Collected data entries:

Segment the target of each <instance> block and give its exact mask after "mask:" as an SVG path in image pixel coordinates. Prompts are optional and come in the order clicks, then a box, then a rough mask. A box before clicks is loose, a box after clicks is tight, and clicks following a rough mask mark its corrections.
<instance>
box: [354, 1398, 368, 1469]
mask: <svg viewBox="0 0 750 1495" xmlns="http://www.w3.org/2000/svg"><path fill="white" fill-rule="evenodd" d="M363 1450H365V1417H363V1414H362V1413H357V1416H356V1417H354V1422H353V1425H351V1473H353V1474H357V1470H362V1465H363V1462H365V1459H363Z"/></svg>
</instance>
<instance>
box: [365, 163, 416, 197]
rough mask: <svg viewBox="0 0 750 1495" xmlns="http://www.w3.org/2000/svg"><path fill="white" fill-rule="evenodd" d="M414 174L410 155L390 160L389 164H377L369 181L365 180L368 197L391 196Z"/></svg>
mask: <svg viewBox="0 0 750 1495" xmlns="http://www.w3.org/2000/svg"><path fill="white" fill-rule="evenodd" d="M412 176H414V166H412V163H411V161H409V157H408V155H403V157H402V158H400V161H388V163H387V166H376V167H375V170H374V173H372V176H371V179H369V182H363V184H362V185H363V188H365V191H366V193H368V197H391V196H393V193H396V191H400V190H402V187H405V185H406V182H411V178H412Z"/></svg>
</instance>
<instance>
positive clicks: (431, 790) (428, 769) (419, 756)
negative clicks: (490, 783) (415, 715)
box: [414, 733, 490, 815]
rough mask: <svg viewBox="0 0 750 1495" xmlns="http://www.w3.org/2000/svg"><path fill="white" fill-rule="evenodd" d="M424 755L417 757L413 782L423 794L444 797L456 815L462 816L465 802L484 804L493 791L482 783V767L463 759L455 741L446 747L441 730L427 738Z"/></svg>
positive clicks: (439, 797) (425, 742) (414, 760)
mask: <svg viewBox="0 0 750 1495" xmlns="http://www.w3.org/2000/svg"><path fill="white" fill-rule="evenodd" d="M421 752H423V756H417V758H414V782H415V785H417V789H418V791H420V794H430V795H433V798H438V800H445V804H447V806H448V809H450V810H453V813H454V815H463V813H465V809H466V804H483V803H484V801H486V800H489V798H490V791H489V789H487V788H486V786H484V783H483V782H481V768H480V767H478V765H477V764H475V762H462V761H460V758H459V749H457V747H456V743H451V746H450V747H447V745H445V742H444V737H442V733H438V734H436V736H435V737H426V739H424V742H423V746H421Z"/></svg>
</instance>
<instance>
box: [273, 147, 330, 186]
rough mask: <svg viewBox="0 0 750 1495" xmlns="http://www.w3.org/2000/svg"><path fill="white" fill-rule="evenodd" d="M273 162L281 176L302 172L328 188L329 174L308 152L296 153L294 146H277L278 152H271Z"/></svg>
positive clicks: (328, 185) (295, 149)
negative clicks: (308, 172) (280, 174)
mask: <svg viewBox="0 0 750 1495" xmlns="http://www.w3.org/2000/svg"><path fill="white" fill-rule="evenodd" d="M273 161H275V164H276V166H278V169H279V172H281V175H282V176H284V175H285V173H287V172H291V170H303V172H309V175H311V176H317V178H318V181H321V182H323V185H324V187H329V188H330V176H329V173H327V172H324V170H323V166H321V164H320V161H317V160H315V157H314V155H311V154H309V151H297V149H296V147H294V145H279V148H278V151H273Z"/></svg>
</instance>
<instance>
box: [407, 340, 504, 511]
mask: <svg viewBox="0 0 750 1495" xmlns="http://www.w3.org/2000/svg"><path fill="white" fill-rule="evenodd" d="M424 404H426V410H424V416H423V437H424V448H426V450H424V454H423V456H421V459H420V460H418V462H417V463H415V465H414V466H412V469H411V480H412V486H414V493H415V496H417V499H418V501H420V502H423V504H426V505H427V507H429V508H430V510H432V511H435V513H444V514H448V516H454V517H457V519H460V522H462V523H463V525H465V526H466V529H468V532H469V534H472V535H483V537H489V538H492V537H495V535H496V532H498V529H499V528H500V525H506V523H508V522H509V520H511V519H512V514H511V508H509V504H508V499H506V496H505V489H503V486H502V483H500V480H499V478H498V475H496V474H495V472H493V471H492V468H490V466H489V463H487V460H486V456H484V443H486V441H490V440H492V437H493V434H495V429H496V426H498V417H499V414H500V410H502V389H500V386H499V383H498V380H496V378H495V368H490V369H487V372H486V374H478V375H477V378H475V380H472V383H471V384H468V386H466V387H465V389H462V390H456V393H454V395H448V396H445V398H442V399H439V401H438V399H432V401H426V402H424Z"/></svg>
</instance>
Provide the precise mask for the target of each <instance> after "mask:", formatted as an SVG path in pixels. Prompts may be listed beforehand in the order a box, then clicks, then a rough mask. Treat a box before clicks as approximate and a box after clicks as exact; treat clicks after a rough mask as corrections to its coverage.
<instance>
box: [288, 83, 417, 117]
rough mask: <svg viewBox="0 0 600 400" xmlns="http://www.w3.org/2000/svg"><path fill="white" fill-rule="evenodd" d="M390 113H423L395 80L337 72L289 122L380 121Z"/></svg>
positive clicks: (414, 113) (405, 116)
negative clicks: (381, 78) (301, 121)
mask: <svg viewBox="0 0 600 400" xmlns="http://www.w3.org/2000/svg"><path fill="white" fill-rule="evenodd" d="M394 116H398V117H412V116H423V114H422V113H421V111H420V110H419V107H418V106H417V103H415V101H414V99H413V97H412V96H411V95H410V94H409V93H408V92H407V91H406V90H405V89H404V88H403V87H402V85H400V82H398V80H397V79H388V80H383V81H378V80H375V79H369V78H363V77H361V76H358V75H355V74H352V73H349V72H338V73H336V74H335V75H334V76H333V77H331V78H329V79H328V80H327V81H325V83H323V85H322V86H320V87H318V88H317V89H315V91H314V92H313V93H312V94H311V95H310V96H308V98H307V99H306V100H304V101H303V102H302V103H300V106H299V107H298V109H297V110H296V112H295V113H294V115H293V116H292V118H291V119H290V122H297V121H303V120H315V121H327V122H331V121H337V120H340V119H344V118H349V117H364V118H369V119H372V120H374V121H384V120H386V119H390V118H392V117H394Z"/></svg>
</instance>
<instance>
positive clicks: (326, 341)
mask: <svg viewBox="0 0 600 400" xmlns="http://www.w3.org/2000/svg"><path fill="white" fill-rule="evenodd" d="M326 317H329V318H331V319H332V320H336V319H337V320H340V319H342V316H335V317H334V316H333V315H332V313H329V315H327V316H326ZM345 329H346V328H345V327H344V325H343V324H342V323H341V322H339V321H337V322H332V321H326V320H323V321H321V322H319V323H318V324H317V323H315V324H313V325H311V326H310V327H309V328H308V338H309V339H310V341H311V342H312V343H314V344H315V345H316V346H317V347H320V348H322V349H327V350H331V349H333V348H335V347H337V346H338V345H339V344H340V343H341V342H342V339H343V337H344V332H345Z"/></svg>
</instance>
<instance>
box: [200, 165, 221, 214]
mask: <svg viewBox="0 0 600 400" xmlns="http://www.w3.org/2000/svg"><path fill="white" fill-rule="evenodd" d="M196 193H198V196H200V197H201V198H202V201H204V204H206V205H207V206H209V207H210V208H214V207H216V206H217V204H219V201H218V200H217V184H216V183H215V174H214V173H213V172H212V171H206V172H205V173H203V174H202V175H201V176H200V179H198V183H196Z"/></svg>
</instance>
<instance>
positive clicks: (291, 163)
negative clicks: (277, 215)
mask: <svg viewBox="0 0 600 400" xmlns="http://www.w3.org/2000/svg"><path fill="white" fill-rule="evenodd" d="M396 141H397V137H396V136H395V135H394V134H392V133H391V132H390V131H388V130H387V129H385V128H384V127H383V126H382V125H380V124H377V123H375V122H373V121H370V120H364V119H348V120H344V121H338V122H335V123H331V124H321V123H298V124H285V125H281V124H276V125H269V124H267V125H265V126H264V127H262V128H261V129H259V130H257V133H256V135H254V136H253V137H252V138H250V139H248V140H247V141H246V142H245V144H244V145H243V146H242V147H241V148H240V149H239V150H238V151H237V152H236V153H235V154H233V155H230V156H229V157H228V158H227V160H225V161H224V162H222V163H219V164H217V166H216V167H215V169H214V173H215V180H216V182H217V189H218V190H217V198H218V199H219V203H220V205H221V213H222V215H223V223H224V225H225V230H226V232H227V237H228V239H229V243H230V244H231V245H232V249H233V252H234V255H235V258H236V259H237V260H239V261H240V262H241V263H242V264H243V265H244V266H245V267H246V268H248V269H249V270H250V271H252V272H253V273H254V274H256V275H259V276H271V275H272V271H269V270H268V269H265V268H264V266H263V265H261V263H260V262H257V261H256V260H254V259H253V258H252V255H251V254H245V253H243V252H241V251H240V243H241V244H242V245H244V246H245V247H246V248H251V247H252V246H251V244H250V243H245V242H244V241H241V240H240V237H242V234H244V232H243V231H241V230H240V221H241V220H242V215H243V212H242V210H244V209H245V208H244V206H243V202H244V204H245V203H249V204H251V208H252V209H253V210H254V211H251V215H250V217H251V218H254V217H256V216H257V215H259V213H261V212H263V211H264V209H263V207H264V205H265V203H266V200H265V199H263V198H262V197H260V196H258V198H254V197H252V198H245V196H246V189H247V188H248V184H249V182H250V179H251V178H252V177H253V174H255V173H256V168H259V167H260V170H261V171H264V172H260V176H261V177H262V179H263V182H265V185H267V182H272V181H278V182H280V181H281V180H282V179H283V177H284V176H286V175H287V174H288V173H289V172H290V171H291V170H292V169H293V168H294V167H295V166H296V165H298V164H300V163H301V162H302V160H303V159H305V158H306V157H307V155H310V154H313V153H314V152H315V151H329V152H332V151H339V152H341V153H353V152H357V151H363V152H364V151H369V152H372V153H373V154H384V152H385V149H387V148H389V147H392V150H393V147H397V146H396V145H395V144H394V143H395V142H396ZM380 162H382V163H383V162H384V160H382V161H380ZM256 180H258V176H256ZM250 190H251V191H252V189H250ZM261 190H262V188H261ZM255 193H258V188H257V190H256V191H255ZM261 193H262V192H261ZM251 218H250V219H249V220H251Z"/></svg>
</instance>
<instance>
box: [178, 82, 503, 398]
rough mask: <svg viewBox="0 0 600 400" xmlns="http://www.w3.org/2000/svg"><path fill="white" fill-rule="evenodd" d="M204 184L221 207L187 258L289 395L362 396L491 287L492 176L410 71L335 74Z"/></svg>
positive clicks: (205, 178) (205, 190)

## Aim of the exercise
Could you return exactly the lines above from the line with "174L410 155L390 160L389" to the line with "box: [414, 733, 490, 815]", both included, and nothing else?

## Answer section
rough mask: <svg viewBox="0 0 750 1495" xmlns="http://www.w3.org/2000/svg"><path fill="white" fill-rule="evenodd" d="M414 174L410 155L390 160L389 164H377L369 181L365 180L368 197L391 196Z"/></svg>
mask: <svg viewBox="0 0 750 1495" xmlns="http://www.w3.org/2000/svg"><path fill="white" fill-rule="evenodd" d="M412 176H414V166H412V163H411V161H409V157H408V155H403V157H402V158H400V161H388V163H387V166H376V167H375V170H374V173H372V176H371V179H369V182H363V184H362V185H363V188H365V191H366V193H368V197H391V196H393V193H396V191H400V190H402V187H405V185H406V182H411V178H412Z"/></svg>
</instance>
<instance>
positive clicks: (431, 790) (428, 769) (419, 756)
negative clicks: (490, 783) (415, 715)
box: [414, 733, 490, 815]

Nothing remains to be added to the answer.